DESCRIPTION OF THE TASK – Rewrite all of the material below line for line, offsetting every point coordinate by adding 144 to each number.

SOURCE DATA –
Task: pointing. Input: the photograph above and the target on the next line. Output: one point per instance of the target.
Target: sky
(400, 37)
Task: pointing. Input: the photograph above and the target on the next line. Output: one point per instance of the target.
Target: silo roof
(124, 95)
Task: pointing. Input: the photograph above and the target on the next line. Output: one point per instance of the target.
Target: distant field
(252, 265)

RESPONSE FOR THIS EXERCISE –
Task: pointing. Input: the photograph above and the target on the next line. Output: one point per instance of the target.
Target: sky
(544, 181)
Task: pointing. Input: the photograph above and the target on the next line. Output: one point per instance of the target.
Target: silo roof
(268, 239)
Task: pointing. Input: the photograph above and the target on the next line. Output: one point per instance of the target.
Target: distant field
(396, 409)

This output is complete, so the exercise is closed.